**Work to complete**: Write the data out again, word for word.

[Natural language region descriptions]

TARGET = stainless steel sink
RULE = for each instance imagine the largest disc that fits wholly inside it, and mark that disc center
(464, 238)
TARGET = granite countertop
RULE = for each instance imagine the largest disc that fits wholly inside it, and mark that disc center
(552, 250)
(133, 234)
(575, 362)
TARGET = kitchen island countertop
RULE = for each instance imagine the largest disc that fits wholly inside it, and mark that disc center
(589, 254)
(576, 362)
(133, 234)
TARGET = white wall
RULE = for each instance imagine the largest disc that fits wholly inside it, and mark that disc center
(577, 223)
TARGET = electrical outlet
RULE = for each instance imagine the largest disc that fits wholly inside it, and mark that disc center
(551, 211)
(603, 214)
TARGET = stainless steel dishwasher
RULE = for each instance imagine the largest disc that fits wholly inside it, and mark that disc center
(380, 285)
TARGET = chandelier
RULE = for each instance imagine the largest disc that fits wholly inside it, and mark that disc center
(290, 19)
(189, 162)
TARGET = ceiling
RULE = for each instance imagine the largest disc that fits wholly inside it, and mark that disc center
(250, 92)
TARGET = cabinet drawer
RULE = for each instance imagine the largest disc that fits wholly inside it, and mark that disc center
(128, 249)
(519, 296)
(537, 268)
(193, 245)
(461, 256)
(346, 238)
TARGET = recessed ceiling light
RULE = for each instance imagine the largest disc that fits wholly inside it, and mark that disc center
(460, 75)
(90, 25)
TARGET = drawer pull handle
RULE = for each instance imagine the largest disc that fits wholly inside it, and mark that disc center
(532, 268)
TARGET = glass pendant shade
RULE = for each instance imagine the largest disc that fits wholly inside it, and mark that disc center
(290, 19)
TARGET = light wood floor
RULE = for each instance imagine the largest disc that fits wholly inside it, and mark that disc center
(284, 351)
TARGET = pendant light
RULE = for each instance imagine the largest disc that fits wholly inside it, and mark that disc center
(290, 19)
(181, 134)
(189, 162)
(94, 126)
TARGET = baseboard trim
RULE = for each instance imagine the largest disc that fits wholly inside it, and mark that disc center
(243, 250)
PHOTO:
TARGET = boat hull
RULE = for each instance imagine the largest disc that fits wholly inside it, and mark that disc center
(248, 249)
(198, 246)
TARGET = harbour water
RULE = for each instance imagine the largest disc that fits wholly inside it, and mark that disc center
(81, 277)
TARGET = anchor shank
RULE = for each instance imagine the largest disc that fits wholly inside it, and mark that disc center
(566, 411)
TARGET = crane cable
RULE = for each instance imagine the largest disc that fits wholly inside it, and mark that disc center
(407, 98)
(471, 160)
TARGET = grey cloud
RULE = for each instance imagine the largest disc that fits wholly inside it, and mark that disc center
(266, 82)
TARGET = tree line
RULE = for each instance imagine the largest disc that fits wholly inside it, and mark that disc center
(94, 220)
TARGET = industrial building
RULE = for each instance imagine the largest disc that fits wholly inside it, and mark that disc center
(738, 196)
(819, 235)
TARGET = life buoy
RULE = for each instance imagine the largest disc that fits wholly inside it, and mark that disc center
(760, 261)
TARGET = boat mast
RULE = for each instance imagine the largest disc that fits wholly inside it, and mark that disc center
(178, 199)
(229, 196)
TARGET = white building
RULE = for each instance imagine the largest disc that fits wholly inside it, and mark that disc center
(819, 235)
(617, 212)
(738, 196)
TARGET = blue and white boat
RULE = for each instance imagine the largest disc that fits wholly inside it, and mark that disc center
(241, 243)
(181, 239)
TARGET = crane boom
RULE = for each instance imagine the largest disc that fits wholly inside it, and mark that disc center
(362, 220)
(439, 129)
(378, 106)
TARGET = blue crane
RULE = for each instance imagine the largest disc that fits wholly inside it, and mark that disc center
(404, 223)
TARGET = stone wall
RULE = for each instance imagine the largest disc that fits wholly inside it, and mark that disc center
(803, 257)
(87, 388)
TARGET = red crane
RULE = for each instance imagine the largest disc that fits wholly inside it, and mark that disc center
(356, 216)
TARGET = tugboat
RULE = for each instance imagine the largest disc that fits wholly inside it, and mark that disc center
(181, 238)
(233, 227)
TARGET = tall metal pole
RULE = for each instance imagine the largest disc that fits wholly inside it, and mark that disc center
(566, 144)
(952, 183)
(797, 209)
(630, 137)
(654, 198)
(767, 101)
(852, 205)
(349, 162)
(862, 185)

**Exercise response**:
TARGET = stainless steel sink
RULE = for each instance imagine the largest disc that fits wholly inside it, and mark that disc center
(464, 238)
TARGET = granite countertop
RULE = for each instance imagine the largest disc that fits wholly inside it, and mark that disc center
(552, 250)
(133, 234)
(575, 362)
TARGET = kitchen island countertop
RULE = for each instance imagine the largest disc that fits wholly inside it, and mark that disc center
(589, 254)
(576, 362)
(133, 234)
TARGET = white wall
RULE = for each instance imagine the largest disc that fits wholly inside it, and mark that disc center
(577, 223)
TARGET = electrical outlet
RULE = for each instance imagine the largest disc that fits wholly inside it, and mark that disc center
(551, 211)
(603, 214)
TARGET = stainless steel dishwasher
RULE = for each instance imagine the largest disc that fits wholly inside it, and mark that disc center
(380, 285)
TARGET = chandelier
RULE = for each instance imagine the largest disc that fits wholly inside it, and mark that disc center
(290, 19)
(189, 162)
TARGET = ceiling
RULE = for each instance imagine the largest disc that fits wholly inside it, and mark that disc center
(250, 92)
TARGET = cabinet drawer
RULE = for each instance imagine the largest disc that fits wholly inside it, and mark that disc center
(128, 249)
(519, 296)
(537, 268)
(193, 245)
(461, 256)
(346, 238)
TARGET = recessed ceiling light
RULE = for each instance imagine the largest disc that fits wholly inside it, and mark that disc center
(460, 75)
(90, 25)
TARGET = drawer pull handle
RULE = for each instance imagine the largest disc that fits wholly inside it, and mark that disc center
(532, 268)
TARGET = glass pendant shade
RULE = for each instance imagine the largest disc that fits wholly inside it, and mark that disc center
(290, 19)
TARGET = light wood floor
RULE = for each instance imagine the largest disc that fits wholly inside it, and mark that disc center
(284, 351)
TARGET = pendant light
RULE = for each instance imagine the largest disc that fits wholly inside it, and mark that disc center
(290, 19)
(181, 134)
(189, 162)
(94, 126)
TARGET = baseboard trim
RULE = for each instance imagine the largest disc that fits wholly inside it, and mark that disc center
(243, 250)
PHOTO:
TARGET = boat hull
RULE = for each instance imagine the largest disc that fits wholly inside it, and mark that disc center
(248, 249)
(198, 246)
TARGET = harbour water
RULE = for each instance imagine the largest disc that fits wholly inside it, and mark that disc center
(81, 277)
TARGET = anchor shank
RULE = for each instance imagine the largest disc that fits wholly inside it, and mark that disc center
(566, 411)
TARGET = crane cable
RULE = for each instance imagine the largest disc that fits wholly inside it, and mark that disc center
(407, 98)
(471, 160)
TARGET = grey cloud
RULE = for each instance imagine the largest disc that fits wholly inside it, and mark that disc center
(266, 82)
TARGET = tree line
RULE = for each instance imagine the largest disc that fits wholly inside it, and mark that disc center
(94, 220)
TARGET = industrial building
RULE = for each instance imagine the largest disc that fits wholly inside it, and mark that disc center
(738, 196)
(819, 235)
TARGET = life buoy
RULE = for each instance imagine the largest disc that fits wholly inside it, and mark that disc center
(760, 261)
TARGET = boat mast
RULE = for each instance imagine the largest disc that fits wholly inside it, and mark that disc center
(178, 199)
(229, 196)
TARGET = white building
RULE = for each instance imagine the largest disc that fits wholly inside it, and mark that disc center
(819, 235)
(617, 212)
(738, 196)
TARGET = blue and white boat
RULE = for each instance imagine the largest disc that fits wholly inside it, and mark that disc center
(241, 243)
(181, 239)
TARGET = crane boom
RULE = for each instance imagine the largest disc that fits wholly inside it, and mark that disc center
(362, 220)
(439, 129)
(378, 106)
TARGET = blue crane
RULE = for each instance imagine the largest disc that fits wholly inside it, and mark that disc center
(404, 223)
TARGET = stone wall
RULE = for each instance imagine the largest disc that fits wholly inside it, and mark that disc center
(803, 257)
(87, 388)
TARGET = red crane
RULE = for each instance imagine the largest disc that fits wholly inside it, and mark that disc center
(356, 216)
TARGET = tugboat
RULE = for each instance imagine the largest disc that fits wholly inside it, and mark that disc center
(181, 238)
(233, 227)
TARGET = tall metal pole
RULE = for each instance imagine the largest disc that fits wholly inside it, and mark that disc center
(566, 144)
(952, 183)
(797, 209)
(630, 137)
(654, 198)
(767, 101)
(852, 205)
(349, 162)
(862, 185)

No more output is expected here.